=== Task A ===
In the commentary on Conservative policy, what did the Prime Minister rule out?
=== Task B ===
Carry on the commentary on Conservative policy from its final sentence.

=== Document segment ===
Sentiments like those expressed by the Prime Minister on the Proms are very welcome and we need more social commentary and reassurances from the Government on issues such as these, but ultimately, ministers are judged on their actions.

Take the situation on the south coast: if the Government cannot use the current legislative and diplomatic tools at its disposal to stem the tide of illegal immigration then it must completely redesign our asylum and immigration policy so that it can.

Likewise, if the BBC cannot get its own house in order and demonstrate that it is able to occupy its privileged position as an impartial national broadcaster, then the Government must embark on reform, starting with scrapping the licence fee.

The emotive reach of social issues means that they will remain politically pivotal for as long as they dominate the conversation, but if we are going to retain the confidence and support of our new voters on these issues, we must do more than merely sympathise with their deep concerns.

A Conservative Government with a large majority should not shy away from having the political and intellectual confidence to lead the debate on cultural issues and to deliver reform on law and order, sentencing, immigration/asylum and the BBC. These are all policy areas where our new and traditional supporters alike demand a tough approach.

Although social values are increasingly likely to drive voting patterns longer-term, the upcoming autumn budget will dictate the short-term political weather. There was a collective sigh of relief in my Red Wall constituency when the Prime Minister ruled out a return to austerity: we simply have to fulfil our spending commitments on the NHS and schools, which were so instrumental in reassuring those former Labour voters who switched to us.

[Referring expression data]
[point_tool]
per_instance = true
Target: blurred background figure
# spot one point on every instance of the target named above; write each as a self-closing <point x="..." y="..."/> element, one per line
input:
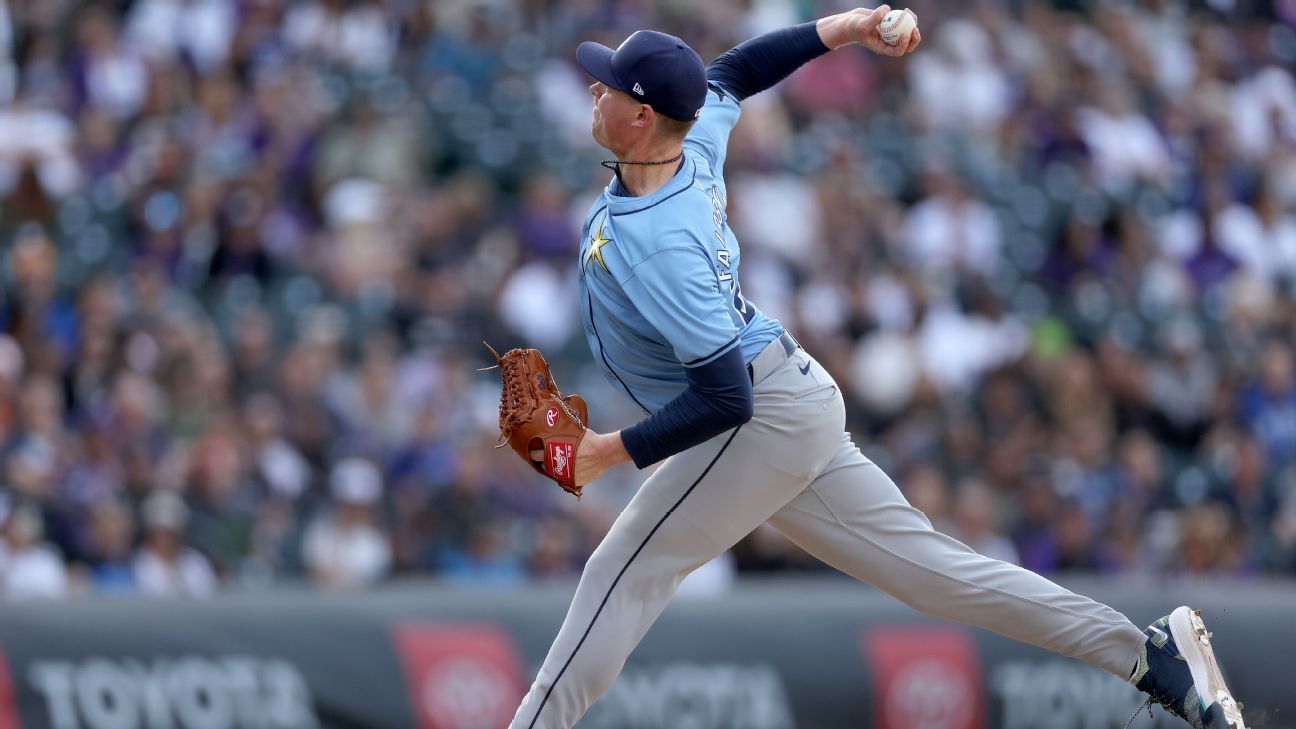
<point x="165" y="564"/>
<point x="29" y="567"/>
<point x="1051" y="257"/>
<point x="344" y="549"/>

=== Task output A ===
A return to austerity.

=== Task output B ===
Whilst I think it would be a mistake to break our manifesto commitment on the triple lock, slashing international aid would be met with almost universal acclaim in constituencies such as mine.

It is only through wealth creation and economic growth, however, that we will make a significant impact on the deficit. We must deliver our commitment to levelling up by prioritising regional growth through a meaningful industrial strategy which aims to reduce the north-south divide through a laser-like focus on transport investment, incentives to locate in “left-behind areas” (including enterprise zones and freeports), training and skills.

Real investment, however, at a time of huge pressure on the public finances, doesn’t come cheap. If we are serious about levelling up, there will inevitably be difficult decisions about taxation, which will present some unpalatable choices for colleagues.

Rather than shy away from these choices, we should relish them. The current situation (as well as Brexit) affords us with a once in a generation opportunity to deliver an economic strategy which can tackle the inherent structural weaknesses that have hampered the UK for decades: an approach which makes political as well as economic sense, as it repositions the Party’s economic policy far closer to the public (and our new and traditional voters).

The cultural and economic challenges facing the UK have changed, as has the political geography. Conservatism must adapt to face these challenges and not only reflect the nation’s mood, but also demonstrate that we are the only party which is able to protect the values that people cherish, and provide the means through which their lives can be improved. The economic orthodoxy and social liberalism of the past (Cameron’s “Notting Hill” modernisation) is not what our core voters, and especially our new converts, want. Indeed, it never was.

Repositioning our party to meet these cultural and economic challenges, and in doing so, striving to ensure that we maintain our recent gains, will challenge the ideology of many colleagues.

The prize for successfully doing so, however, is enormous. By building a lasting coalition of our new and traditional supporters, based on their shared cultural values and a blue collar economic programme, we can create a truly one nation party that is able to occupy the common ground for years to come – and in doing so cement our own “Blue Wall”, thereby locking Labour out of power.